What the task asks.
Starting at the line that contains "target: collared shirt" and running through the last of the lines, give these lines again with "label" substituted for "target" and nothing else changed.

begin

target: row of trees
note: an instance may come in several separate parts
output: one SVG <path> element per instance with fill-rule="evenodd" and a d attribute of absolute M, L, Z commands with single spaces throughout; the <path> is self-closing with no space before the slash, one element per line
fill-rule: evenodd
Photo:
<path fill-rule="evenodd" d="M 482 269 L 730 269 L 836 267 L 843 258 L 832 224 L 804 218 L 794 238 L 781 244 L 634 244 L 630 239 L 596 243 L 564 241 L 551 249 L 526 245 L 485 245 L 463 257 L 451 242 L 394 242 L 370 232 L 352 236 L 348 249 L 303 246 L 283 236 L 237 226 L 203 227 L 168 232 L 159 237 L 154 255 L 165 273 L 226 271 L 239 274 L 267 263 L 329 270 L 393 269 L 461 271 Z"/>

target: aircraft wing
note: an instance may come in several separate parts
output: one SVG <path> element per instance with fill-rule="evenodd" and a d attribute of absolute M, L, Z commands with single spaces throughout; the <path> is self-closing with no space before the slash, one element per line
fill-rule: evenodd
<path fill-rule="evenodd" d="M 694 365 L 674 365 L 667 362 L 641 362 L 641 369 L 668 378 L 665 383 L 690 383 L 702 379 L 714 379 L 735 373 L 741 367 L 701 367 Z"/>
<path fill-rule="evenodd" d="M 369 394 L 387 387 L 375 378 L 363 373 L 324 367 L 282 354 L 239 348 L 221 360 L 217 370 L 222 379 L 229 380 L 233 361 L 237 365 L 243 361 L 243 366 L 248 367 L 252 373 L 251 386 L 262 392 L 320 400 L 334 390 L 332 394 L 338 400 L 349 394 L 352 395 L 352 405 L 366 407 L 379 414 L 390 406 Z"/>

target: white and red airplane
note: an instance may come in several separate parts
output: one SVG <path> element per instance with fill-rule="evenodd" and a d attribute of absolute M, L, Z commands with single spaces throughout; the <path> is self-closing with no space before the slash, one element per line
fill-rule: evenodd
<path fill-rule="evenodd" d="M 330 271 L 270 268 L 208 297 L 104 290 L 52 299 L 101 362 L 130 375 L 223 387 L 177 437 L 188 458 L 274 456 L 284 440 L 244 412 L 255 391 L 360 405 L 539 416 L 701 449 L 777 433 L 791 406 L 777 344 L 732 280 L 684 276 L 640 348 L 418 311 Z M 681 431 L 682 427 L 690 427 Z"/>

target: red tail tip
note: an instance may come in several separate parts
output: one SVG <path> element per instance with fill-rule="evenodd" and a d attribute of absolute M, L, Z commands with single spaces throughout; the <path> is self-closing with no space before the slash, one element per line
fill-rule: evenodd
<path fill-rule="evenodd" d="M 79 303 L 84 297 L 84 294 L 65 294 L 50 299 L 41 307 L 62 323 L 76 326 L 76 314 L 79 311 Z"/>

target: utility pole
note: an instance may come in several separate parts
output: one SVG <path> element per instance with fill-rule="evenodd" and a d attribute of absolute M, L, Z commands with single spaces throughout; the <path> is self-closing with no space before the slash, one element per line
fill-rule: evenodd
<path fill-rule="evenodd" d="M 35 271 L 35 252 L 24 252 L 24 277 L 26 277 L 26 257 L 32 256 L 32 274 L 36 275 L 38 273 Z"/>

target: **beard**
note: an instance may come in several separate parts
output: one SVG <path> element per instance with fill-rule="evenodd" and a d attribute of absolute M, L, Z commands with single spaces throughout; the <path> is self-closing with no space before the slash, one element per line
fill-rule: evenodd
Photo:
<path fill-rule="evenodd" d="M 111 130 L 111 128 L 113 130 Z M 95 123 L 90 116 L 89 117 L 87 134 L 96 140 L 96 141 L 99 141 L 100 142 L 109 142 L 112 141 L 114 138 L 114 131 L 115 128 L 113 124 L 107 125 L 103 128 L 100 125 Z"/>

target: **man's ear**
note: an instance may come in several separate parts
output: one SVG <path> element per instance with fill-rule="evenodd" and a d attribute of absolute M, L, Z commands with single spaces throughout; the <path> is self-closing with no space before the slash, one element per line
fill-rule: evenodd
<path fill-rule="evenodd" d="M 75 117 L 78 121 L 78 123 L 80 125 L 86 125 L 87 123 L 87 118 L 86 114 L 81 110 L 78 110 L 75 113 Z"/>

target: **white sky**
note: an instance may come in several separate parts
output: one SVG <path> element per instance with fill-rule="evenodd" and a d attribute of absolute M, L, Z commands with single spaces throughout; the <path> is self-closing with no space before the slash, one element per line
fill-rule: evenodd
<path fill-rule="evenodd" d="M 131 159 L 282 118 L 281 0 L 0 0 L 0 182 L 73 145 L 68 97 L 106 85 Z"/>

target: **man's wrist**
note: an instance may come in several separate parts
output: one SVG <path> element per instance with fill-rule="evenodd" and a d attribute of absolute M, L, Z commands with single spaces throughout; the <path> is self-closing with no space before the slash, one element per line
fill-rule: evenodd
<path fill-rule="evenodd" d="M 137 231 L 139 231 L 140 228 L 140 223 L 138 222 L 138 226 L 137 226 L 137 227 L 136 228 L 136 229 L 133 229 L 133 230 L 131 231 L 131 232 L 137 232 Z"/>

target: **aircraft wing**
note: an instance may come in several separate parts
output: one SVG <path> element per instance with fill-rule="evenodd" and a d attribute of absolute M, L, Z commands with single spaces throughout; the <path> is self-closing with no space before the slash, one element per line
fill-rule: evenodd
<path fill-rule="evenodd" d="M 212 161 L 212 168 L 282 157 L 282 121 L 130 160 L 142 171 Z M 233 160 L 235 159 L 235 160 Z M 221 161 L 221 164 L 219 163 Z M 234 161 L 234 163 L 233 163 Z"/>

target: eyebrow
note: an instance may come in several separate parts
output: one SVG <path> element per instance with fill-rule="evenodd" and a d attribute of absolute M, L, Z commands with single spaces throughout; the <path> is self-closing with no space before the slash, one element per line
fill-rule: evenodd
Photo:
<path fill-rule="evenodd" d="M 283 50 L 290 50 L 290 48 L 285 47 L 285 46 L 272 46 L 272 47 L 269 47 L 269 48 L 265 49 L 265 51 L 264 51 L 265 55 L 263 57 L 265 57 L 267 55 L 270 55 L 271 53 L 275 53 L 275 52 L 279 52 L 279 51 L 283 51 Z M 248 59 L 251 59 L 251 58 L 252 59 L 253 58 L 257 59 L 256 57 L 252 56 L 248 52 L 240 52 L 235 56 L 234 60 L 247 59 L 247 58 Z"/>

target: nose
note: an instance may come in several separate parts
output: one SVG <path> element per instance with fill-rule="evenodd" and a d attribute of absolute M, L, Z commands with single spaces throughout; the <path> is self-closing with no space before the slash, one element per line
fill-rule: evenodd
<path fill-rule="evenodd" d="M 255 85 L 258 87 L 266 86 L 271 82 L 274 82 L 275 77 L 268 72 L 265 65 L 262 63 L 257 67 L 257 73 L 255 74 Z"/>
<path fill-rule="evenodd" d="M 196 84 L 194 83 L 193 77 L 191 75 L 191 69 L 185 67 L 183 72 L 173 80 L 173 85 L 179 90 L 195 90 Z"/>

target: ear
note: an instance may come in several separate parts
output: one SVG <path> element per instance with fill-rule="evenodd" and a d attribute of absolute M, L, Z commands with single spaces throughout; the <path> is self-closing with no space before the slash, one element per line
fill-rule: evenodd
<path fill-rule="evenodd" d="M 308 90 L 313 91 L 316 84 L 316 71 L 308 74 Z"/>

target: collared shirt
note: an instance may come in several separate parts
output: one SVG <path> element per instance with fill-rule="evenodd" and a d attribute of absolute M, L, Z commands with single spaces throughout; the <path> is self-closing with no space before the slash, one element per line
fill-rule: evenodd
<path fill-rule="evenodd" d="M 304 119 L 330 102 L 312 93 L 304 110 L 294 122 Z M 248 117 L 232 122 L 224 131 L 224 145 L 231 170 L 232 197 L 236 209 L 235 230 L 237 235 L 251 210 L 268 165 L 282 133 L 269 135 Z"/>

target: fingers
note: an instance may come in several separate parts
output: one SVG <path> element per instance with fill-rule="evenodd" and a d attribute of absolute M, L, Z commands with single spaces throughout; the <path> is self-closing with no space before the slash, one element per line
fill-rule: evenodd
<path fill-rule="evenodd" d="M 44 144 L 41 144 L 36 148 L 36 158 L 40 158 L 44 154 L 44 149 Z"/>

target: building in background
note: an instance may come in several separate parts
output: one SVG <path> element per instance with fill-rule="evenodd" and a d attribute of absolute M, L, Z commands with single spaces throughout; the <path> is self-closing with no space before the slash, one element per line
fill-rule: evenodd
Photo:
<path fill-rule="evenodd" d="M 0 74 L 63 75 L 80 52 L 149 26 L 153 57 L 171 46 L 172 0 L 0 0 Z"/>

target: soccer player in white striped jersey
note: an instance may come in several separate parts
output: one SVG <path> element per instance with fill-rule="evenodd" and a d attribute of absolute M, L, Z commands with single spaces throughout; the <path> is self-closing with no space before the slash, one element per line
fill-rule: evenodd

end

Output.
label: collared shirt
note: an instance may come in several separate parts
output: one SVG <path> element per instance with fill-rule="evenodd" and a d attribute of absolute M, L, Z commands with single spaces throughout; the <path> is self-closing with no space before the slash, one element per line
fill-rule: evenodd
<path fill-rule="evenodd" d="M 304 119 L 330 102 L 312 93 L 304 110 L 294 122 Z M 248 117 L 232 122 L 224 131 L 224 145 L 231 170 L 232 197 L 236 209 L 235 230 L 237 235 L 251 210 L 268 165 L 282 133 L 269 135 Z"/>

label: fingers
note: an instance may come in several separate parts
output: one SVG <path> element per instance with fill-rule="evenodd" and a d attribute of absolute M, L, Z commands with single spaces throughout; the <path> is self-closing with no space before the slash, one element per line
fill-rule: evenodd
<path fill-rule="evenodd" d="M 44 144 L 41 144 L 36 148 L 36 158 L 40 158 L 44 154 L 44 149 Z"/>

label: building in background
note: an instance may come in several separate parts
output: one SVG <path> element per instance with fill-rule="evenodd" and a d attribute of absolute M, L, Z commands with single spaces throughout; the <path> is self-closing with no space before the slash, one element per line
fill-rule: evenodd
Photo:
<path fill-rule="evenodd" d="M 0 74 L 63 75 L 80 52 L 149 26 L 153 57 L 171 46 L 172 0 L 0 0 Z"/>

label: soccer player in white striped jersey
note: an instance may come in several separate parts
output: one SVG <path> element per instance with fill-rule="evenodd" and a d attribute of absolute M, L, Z commands with single spaces throughout; the <path> is self-closing with no space before the slash, one element per line
fill-rule: evenodd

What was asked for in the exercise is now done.